Records drawn from a dataset:

-- -- --

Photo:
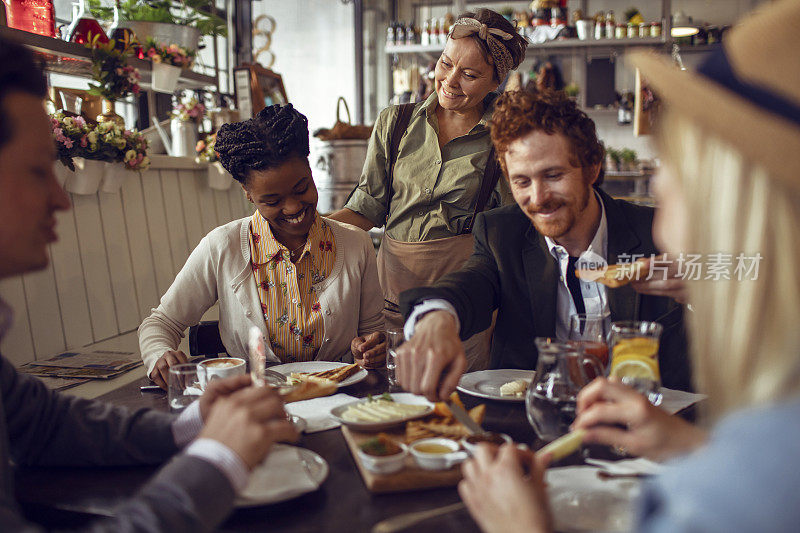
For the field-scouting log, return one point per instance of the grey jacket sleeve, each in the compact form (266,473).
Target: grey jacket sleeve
(41,427)
(48,428)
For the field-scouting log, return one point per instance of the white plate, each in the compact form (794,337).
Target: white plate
(319,366)
(487,383)
(581,501)
(316,467)
(399,397)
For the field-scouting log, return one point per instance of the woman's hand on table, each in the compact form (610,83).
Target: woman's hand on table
(369,351)
(160,372)
(504,489)
(432,362)
(249,421)
(617,415)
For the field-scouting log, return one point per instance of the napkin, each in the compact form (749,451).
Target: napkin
(673,401)
(317,411)
(281,476)
(639,465)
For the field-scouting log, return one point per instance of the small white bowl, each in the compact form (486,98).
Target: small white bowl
(438,461)
(384,464)
(472,447)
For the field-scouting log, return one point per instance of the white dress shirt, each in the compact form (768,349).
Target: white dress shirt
(594,294)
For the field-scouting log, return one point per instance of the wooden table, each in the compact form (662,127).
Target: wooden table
(63,496)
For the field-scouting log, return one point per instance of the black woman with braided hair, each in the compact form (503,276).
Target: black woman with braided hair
(309,283)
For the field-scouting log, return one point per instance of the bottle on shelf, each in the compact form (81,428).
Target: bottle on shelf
(435,31)
(610,24)
(84,26)
(411,34)
(34,16)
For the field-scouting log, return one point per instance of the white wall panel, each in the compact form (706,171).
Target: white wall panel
(144,275)
(95,266)
(70,282)
(119,261)
(42,302)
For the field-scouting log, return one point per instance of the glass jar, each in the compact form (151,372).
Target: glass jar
(34,16)
(655,29)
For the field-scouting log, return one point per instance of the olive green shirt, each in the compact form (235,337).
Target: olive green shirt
(435,190)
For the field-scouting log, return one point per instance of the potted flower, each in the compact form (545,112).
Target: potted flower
(175,21)
(218,177)
(627,159)
(167,63)
(113,77)
(84,148)
(133,156)
(186,117)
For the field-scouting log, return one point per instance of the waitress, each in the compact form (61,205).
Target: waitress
(430,166)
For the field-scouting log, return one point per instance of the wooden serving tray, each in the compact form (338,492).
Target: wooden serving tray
(411,477)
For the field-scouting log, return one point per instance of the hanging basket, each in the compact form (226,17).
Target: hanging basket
(86,177)
(113,176)
(344,130)
(184,138)
(165,78)
(219,178)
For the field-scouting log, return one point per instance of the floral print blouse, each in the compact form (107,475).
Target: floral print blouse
(289,302)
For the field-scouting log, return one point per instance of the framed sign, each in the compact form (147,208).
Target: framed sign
(256,88)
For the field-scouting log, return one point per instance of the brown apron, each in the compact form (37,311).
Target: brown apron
(406,265)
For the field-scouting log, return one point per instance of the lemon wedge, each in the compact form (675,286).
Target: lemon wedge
(564,445)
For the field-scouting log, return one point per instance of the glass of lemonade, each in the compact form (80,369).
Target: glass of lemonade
(634,356)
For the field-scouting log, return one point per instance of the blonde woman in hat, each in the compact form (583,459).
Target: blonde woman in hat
(428,184)
(730,140)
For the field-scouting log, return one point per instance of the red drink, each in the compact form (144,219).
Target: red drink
(85,28)
(35,16)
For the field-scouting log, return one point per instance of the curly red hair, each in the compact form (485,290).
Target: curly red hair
(517,113)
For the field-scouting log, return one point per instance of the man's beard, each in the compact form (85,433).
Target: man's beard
(565,222)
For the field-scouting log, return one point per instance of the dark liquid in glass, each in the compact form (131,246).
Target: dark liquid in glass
(84,27)
(550,417)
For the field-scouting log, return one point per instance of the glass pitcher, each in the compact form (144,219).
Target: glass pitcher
(551,397)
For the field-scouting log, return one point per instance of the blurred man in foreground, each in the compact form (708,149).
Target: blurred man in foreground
(228,431)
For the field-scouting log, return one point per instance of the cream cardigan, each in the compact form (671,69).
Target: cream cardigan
(219,270)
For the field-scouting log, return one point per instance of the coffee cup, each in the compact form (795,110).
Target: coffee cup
(219,368)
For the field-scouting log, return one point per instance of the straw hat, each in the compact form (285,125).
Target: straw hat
(748,92)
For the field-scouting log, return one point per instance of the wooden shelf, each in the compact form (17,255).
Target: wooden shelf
(73,59)
(558,44)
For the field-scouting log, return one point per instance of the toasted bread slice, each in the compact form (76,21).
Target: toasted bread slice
(614,276)
(311,387)
(337,374)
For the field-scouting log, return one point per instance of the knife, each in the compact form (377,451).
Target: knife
(461,415)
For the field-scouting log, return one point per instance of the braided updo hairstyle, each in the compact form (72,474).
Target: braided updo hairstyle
(276,134)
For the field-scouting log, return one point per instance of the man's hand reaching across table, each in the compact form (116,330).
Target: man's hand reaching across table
(432,362)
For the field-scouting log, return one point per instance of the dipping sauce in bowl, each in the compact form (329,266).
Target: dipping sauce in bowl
(433,448)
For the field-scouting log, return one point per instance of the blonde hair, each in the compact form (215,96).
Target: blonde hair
(745,335)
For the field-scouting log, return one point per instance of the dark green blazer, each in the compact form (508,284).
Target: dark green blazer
(511,270)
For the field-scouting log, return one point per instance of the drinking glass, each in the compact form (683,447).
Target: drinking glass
(395,337)
(588,332)
(552,396)
(634,356)
(183,386)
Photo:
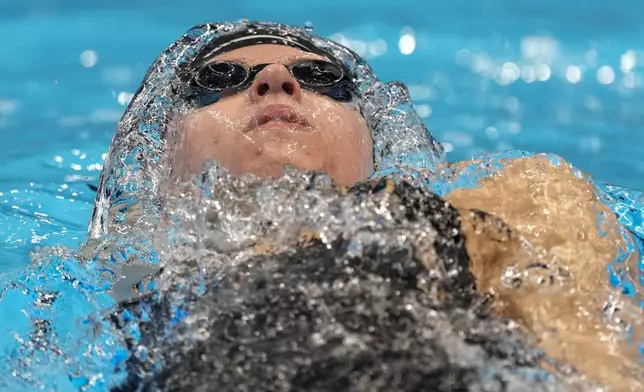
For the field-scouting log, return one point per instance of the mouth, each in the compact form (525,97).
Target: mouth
(278,116)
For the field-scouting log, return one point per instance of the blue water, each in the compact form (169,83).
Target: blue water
(548,76)
(57,115)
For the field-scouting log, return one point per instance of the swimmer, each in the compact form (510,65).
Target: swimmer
(259,101)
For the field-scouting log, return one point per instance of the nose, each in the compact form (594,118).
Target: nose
(275,79)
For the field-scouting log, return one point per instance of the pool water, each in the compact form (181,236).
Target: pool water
(547,76)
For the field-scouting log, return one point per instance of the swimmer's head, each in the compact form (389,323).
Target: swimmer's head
(171,126)
(258,102)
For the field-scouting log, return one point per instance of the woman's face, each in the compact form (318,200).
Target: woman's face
(275,123)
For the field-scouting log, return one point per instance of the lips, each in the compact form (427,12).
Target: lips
(278,115)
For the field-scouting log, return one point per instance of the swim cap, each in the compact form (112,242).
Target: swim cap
(128,198)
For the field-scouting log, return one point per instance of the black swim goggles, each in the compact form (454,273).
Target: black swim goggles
(219,79)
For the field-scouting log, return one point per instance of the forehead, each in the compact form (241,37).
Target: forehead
(266,53)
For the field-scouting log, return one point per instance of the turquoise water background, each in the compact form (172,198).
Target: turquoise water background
(547,76)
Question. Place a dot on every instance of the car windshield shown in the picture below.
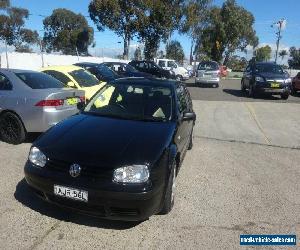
(133, 102)
(208, 66)
(269, 68)
(84, 78)
(129, 68)
(106, 71)
(37, 80)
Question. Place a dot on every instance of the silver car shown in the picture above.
(33, 102)
(208, 73)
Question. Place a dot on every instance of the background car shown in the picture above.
(102, 72)
(295, 84)
(180, 72)
(119, 158)
(152, 68)
(125, 70)
(33, 102)
(208, 73)
(75, 77)
(266, 77)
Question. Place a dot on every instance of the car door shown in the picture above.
(247, 76)
(297, 81)
(182, 134)
(6, 92)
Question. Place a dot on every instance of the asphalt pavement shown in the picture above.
(241, 177)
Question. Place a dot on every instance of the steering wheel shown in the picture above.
(119, 105)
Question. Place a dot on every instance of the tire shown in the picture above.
(12, 129)
(284, 96)
(190, 146)
(293, 90)
(169, 195)
(243, 89)
(179, 78)
(251, 92)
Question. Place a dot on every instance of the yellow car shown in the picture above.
(75, 77)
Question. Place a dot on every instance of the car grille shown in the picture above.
(87, 170)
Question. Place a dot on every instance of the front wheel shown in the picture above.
(251, 92)
(11, 129)
(170, 192)
(284, 96)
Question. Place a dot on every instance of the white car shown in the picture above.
(169, 64)
(208, 73)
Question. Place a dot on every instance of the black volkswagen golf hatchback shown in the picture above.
(119, 157)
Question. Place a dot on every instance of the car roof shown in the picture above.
(146, 81)
(62, 68)
(17, 71)
(86, 64)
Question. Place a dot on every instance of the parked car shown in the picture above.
(152, 68)
(180, 72)
(295, 84)
(33, 102)
(223, 71)
(208, 73)
(102, 72)
(266, 77)
(125, 70)
(119, 158)
(75, 77)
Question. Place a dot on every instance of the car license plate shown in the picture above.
(71, 193)
(72, 101)
(275, 85)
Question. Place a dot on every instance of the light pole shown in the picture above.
(279, 24)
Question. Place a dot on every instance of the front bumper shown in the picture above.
(204, 80)
(104, 200)
(266, 88)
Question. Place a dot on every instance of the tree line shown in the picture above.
(215, 33)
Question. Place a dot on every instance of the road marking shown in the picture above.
(252, 112)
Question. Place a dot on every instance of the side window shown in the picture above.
(59, 76)
(181, 98)
(162, 63)
(4, 83)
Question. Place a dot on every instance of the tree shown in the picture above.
(121, 16)
(294, 61)
(138, 54)
(161, 17)
(283, 53)
(263, 54)
(174, 51)
(195, 13)
(228, 29)
(68, 32)
(237, 64)
(12, 30)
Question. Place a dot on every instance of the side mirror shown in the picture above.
(71, 85)
(80, 106)
(189, 116)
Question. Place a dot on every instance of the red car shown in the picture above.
(296, 83)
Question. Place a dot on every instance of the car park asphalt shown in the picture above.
(241, 177)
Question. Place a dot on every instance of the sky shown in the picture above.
(266, 12)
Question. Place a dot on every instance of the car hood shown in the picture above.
(90, 91)
(272, 76)
(107, 142)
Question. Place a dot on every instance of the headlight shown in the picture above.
(131, 174)
(259, 79)
(288, 80)
(37, 157)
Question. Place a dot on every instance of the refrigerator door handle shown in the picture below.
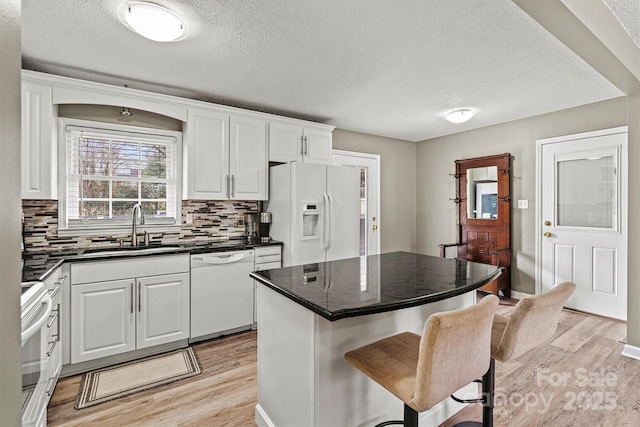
(325, 213)
(329, 220)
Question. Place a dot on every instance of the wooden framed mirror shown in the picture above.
(484, 215)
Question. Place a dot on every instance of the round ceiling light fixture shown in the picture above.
(152, 21)
(459, 116)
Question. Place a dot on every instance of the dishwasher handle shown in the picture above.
(220, 259)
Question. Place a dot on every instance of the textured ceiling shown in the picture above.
(628, 13)
(390, 68)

-- -- --

Task directions:
From the records above, copy exactly the stretch from the line holding "Target: drinking glass" through the line holding "compact form (169,83).", both ends included, without the pictures.

Task response:
Target: drinking glass
(395,337)
(588,332)
(552,396)
(634,356)
(183,386)
Photo:
For the field-scouting log, return one point per instance of the mouth, each in the compact form (525,97).
Target: mouth
(278,116)
For the field-scouting log, return one point per instance of the blue water, each in the compact form (169,83).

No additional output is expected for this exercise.